### What is being asked
Write the next part of the passage on particle physics research at Penn, starting right after its final sentence.

### Selected passage
┌────────
The goal of particle physics is to understand what are the most fundamental constituents of matter and how these elementary particles interact. The next few years hold great promise for major advances in our understanding of this field of physics, both in theory and in experiment. Several new experimental facilities have just begun operation or will begin operation soon. These facilities will address fundamental questions such as
- What is the origin of electroweak symmetry breaking and mass (the Higgs sector)?
- Are there additional fundamental particles (e.g. supersymmetric partners of the known particles)?
- What is the origin of the matter anti-matter asymmetry in the Universe?
The answers to these questions not only affect the understanding of elementary particle physics; they can also have important implications for cosmology and our understanding of the large-scale structure of the Universe. Theoretical particle physics is focused on understanding whether there is a unified theory that explains all elementary particles and their interactions, including gravity. The most promising approaches such as string theory and membrane theory also involve modern mathematics. One of the biggest challenges is to extract unique predictions from these theories that can be verified by experiment.
Experimentalists in the Penn faculty are working on the following projects:
- The CDF experiment at the Tevatron collider at Fermi National Accelerator Laboratory, near Chicago. The Tevatron collides protons on their anti-matter counterparts, anti-protons, at a center of mass energy of 1.96 TeV, the highest energy in the world. The top quark, the most massive fundamental particle, was discovered here from data collected during 1989-1995. In the current operational period, from 2001 to 2009 , the Tevatron is accumulating over 50 times more data, providing the best opportunites until 2009 to study the top quark and to discover new fundamental particles.
└────────
### Recorded information
┌────────
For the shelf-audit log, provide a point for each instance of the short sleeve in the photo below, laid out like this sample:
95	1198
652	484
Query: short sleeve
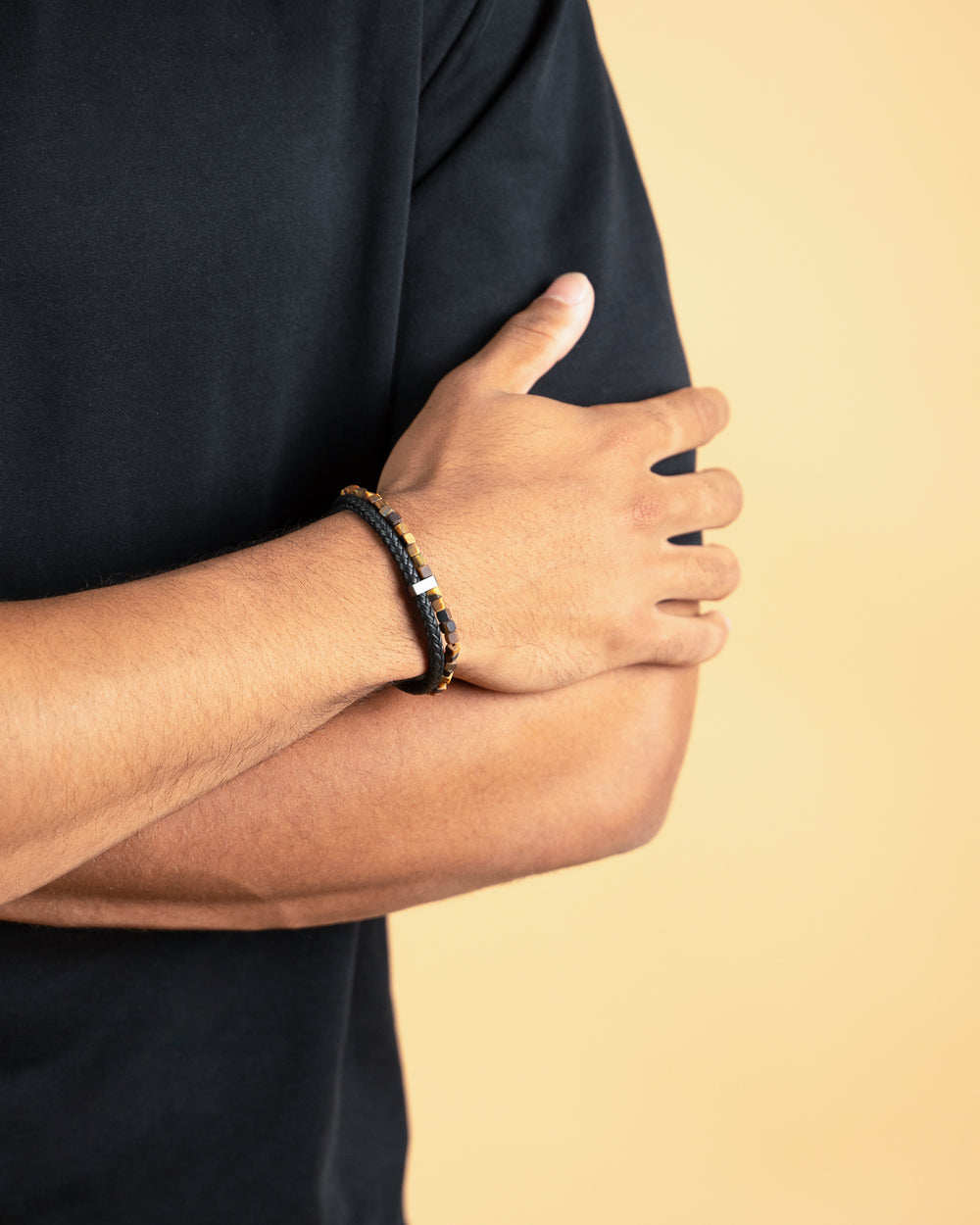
└────────
### Answer
- The ATLAS experiment at the Large Hadron Collider (LHC) at CERN on the French-Swiss border. This facility will commence operation in late 2009 (after repairs on the collider are complete) and continue through 2020. The LHC will collide protons with protons at a center of mass energy of 14 TeV, that is seven times the Tevatron energy. Furthermore, the design luminosity of the LHC will be 100 times higher. This will be the premier facility of the era and will address the origin of electroweak symmetry breaking and other outstanding fundamental issues in particle physics.
- SNO+ will take advantage of the SNO cavity, vessel, water system, electronics and phototubes but will replace the heavy water with scintillator to lower the energy threshold. This lower threshold will allow study of the solar pep spectrum but, perhaps more interestingly, the addition of a small amount of 150Nd, a double beta decay isotope. Neutrinoless double beta decay is the primary goal of the Penn SNO+ group and the SNO+ experiment.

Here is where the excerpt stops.